Everything from the line containing "I would appreciate it if you could identify the nightstand" through the last line of the records below should be printed exactly, please, and nothing else.

[BEGIN RECORD SET]

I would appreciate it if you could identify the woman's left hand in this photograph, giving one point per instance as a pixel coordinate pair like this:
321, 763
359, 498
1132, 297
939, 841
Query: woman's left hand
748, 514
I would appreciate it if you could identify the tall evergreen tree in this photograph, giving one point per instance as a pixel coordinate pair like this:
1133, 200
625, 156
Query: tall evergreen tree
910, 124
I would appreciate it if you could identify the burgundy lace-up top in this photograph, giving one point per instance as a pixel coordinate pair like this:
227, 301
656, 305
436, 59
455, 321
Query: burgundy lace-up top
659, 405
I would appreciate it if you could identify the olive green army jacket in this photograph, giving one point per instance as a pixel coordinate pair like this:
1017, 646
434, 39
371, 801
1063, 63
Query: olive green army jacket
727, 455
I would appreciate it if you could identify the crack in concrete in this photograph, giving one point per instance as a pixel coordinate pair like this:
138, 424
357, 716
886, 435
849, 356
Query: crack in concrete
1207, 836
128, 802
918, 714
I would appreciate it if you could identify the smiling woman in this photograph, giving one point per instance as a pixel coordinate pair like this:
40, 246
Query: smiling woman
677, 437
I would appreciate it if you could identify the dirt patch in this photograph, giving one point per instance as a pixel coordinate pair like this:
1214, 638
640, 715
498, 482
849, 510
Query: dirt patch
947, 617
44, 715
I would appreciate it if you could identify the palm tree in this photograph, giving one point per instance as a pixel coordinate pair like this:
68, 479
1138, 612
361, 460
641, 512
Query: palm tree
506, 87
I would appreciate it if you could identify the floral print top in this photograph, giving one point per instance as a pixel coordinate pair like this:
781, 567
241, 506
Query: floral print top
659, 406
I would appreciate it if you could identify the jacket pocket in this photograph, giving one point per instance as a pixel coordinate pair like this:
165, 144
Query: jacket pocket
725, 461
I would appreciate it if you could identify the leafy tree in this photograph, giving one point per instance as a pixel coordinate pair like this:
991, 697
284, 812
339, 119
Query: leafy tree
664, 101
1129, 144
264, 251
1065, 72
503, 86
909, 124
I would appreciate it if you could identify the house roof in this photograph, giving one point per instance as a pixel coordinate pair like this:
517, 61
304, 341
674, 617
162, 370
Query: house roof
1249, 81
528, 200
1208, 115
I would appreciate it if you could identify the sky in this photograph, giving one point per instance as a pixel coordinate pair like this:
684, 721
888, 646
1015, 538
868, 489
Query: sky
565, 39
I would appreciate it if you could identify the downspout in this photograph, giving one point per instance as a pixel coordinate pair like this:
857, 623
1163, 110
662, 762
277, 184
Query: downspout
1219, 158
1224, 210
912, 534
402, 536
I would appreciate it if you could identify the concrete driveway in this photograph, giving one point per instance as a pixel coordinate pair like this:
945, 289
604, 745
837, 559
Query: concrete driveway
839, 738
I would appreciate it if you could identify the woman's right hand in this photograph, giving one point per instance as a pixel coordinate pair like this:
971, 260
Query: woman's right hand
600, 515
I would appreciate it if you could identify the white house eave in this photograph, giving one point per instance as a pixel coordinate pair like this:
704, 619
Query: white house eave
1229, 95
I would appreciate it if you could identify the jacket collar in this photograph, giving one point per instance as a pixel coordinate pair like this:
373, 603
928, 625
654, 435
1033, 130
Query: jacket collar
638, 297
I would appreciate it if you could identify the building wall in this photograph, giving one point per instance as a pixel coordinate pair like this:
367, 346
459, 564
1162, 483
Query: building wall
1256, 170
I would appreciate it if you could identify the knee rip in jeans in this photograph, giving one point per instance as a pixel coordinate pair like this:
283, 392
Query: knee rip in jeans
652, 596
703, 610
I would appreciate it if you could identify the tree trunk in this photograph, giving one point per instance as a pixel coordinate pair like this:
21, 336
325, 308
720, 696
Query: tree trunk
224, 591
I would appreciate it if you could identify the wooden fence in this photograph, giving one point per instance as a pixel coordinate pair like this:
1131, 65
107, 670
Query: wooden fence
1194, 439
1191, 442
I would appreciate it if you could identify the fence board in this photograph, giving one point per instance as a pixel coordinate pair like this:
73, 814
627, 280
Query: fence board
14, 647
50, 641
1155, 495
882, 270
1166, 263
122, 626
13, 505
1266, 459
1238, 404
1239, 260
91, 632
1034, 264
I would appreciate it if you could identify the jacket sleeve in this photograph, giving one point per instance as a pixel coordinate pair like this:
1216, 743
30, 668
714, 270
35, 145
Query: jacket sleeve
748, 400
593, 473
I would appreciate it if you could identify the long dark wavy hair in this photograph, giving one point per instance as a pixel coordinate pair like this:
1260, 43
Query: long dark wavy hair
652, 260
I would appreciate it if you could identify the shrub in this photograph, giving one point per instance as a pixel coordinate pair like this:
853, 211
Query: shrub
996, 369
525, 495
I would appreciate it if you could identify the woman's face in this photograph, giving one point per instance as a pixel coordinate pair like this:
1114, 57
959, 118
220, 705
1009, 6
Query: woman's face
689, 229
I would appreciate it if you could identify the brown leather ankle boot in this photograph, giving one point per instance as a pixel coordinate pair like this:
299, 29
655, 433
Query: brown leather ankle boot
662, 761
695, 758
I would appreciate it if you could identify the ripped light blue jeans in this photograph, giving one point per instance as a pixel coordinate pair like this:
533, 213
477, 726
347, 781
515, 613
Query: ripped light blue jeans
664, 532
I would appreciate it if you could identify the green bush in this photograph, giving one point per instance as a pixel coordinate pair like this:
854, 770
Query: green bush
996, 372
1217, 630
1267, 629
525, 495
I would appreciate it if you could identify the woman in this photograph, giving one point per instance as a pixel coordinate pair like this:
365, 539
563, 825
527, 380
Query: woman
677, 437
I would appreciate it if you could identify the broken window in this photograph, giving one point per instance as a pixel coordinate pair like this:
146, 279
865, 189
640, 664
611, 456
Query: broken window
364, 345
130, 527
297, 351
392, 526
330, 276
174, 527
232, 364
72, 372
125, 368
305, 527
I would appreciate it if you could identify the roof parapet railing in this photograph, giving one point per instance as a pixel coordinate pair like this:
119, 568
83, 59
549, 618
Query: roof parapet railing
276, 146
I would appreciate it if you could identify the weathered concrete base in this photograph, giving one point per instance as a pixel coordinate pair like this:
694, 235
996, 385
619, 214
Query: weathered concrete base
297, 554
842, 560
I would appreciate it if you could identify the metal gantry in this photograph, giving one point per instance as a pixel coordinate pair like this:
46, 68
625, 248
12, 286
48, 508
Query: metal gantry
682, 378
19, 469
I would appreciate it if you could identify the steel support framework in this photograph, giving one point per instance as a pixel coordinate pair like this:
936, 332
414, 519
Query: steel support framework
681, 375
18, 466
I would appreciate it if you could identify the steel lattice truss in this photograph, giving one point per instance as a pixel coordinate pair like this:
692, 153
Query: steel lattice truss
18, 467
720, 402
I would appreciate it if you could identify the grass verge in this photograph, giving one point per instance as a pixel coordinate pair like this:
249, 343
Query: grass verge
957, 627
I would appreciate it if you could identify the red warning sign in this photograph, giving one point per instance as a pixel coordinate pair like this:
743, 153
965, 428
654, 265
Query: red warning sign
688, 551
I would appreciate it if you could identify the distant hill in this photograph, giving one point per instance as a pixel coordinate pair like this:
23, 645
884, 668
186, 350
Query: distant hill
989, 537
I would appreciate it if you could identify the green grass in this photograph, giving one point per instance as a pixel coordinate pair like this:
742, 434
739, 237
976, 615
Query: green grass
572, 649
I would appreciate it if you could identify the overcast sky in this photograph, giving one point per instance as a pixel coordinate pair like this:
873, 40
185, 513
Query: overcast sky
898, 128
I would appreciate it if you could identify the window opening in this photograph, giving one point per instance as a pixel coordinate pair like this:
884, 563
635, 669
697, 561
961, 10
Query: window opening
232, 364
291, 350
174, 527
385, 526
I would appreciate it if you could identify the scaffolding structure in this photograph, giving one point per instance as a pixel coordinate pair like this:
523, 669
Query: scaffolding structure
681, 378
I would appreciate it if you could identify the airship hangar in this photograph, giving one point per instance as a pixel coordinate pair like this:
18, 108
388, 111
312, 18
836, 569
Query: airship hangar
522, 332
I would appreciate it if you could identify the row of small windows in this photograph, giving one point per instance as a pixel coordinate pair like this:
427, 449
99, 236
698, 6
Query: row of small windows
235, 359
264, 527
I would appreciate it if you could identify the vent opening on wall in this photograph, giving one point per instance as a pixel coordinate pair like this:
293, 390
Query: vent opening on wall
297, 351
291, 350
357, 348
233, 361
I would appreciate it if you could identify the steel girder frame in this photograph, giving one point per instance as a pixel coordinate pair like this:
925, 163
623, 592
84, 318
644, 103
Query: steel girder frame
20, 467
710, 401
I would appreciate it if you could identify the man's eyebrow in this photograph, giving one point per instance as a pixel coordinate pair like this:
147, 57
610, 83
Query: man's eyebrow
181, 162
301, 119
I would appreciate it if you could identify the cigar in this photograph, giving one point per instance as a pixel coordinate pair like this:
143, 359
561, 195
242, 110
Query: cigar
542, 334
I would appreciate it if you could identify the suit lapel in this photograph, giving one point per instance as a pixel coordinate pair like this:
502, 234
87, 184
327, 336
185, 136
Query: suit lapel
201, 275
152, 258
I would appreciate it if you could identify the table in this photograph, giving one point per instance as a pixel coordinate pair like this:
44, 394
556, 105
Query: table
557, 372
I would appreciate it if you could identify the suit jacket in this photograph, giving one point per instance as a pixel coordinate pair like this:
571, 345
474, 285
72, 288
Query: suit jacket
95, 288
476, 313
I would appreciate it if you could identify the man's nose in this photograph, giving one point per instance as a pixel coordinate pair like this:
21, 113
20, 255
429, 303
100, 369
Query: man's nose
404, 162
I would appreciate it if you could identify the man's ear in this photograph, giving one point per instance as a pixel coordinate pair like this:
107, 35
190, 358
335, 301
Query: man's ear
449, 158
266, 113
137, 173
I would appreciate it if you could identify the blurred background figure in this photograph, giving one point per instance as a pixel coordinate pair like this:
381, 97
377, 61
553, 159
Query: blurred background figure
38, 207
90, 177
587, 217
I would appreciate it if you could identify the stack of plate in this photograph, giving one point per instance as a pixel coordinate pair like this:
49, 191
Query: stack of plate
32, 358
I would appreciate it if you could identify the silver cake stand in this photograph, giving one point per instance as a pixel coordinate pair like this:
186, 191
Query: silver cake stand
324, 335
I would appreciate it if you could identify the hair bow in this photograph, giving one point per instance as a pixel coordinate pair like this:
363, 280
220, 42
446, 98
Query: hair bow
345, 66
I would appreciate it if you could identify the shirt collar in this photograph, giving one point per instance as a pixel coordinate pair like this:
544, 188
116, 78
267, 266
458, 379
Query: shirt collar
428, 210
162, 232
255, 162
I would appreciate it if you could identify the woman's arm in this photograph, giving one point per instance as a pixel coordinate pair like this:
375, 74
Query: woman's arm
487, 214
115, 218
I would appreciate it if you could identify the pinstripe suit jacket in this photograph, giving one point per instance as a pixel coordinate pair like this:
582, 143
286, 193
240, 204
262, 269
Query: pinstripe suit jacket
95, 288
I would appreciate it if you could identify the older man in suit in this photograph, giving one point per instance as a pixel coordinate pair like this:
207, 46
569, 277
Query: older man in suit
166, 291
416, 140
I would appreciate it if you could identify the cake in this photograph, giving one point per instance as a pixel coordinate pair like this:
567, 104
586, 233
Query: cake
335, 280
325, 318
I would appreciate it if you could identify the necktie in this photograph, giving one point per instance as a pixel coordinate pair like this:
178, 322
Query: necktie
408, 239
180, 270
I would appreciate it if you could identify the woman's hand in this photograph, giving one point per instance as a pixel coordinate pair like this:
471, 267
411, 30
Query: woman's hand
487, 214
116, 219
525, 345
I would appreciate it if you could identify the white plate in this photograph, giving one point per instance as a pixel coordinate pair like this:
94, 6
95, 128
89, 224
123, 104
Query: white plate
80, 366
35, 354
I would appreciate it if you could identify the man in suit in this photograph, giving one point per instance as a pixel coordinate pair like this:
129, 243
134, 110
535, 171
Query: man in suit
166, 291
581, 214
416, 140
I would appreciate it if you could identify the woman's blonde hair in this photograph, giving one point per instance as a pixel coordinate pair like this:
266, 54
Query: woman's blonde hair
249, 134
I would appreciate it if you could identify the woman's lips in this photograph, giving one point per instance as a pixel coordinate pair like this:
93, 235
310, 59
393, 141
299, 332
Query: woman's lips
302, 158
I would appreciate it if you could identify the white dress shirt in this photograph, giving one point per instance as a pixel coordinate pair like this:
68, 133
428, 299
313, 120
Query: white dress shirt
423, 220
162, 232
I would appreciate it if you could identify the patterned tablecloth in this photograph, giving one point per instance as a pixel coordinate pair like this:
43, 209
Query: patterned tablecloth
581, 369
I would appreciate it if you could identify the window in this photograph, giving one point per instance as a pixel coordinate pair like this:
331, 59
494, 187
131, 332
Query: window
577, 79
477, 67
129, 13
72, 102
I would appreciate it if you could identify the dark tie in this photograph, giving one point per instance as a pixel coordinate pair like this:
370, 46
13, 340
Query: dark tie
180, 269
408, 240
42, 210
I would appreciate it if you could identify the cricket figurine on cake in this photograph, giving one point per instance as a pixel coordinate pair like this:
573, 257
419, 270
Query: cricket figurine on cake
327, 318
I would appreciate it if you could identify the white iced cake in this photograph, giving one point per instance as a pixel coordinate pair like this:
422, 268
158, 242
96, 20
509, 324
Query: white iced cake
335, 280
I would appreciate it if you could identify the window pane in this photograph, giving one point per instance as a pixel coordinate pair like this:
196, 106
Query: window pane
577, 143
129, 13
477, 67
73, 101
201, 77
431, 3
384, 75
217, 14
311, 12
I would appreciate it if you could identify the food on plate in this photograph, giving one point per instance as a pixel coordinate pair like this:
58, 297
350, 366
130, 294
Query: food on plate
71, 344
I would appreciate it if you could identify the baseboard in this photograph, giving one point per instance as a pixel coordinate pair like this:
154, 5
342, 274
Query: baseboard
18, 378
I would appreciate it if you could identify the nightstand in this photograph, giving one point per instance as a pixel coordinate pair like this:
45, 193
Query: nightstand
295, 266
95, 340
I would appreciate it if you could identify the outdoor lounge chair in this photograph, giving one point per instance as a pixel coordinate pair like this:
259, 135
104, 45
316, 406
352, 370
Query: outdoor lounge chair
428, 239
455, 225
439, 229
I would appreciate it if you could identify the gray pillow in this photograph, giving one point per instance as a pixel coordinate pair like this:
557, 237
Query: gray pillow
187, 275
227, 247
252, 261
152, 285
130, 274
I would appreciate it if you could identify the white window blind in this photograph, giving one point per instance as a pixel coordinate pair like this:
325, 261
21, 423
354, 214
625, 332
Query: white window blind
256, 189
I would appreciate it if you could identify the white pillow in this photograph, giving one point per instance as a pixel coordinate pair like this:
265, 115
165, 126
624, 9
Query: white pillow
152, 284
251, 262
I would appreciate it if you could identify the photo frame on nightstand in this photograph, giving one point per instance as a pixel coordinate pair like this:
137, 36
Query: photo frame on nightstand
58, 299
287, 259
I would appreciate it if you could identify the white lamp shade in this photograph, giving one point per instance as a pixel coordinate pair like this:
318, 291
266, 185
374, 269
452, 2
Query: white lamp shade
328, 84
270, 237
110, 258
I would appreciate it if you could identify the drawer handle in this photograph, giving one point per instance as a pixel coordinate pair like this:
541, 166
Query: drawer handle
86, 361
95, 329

[END RECORD SET]

_WRITTEN ANSWER_
I would appreciate it if you could identify the nightstand in this photograph, giving one point per instance as a pixel coordinate pair like this:
45, 193
Query: nightstand
295, 266
95, 340
I would appreciate it if you could identify the outdoor lounge chair in this photograph, giving one point per instance as a pixel coordinate pair like this:
259, 135
104, 45
316, 406
352, 370
Query: outdoor lounge chair
428, 239
455, 225
439, 229
I would appreciate it if you could identify the gray pillow in this photograph, giving one point per instance as a pixel coordinate pair like this:
557, 237
Query: gray pillow
187, 275
227, 247
252, 261
152, 285
130, 274
I would appreciate it if you could identify the white window blind in this photograph, giving one point per instance as a pixel coordinate pair like this:
325, 261
21, 423
354, 214
625, 332
Query: white window blind
256, 189
I would appreciate it if you could identify the white pillow in this photograph, giving one point per instance as a pixel coordinate pair like this:
265, 115
165, 126
624, 9
Query: white pillow
152, 284
251, 262
I would appreciate it if you could identify the photo frame on nightstand in this photograph, giving one point per instance as a pixel coordinate pair like this:
137, 36
Query: photo frame on nightstand
58, 299
287, 259
I would appreciate it if you could identify the white lamp shade in this photograph, giving one point per instance as a pixel coordinate pair like this:
318, 291
266, 185
374, 269
452, 2
Query: white lamp shade
328, 84
270, 237
110, 258
I would appreciate it if you could identify the drawer handle in this photograph, giving one point per instance as a pixel coordinate pair like this:
541, 166
Query: drawer handle
86, 361
95, 329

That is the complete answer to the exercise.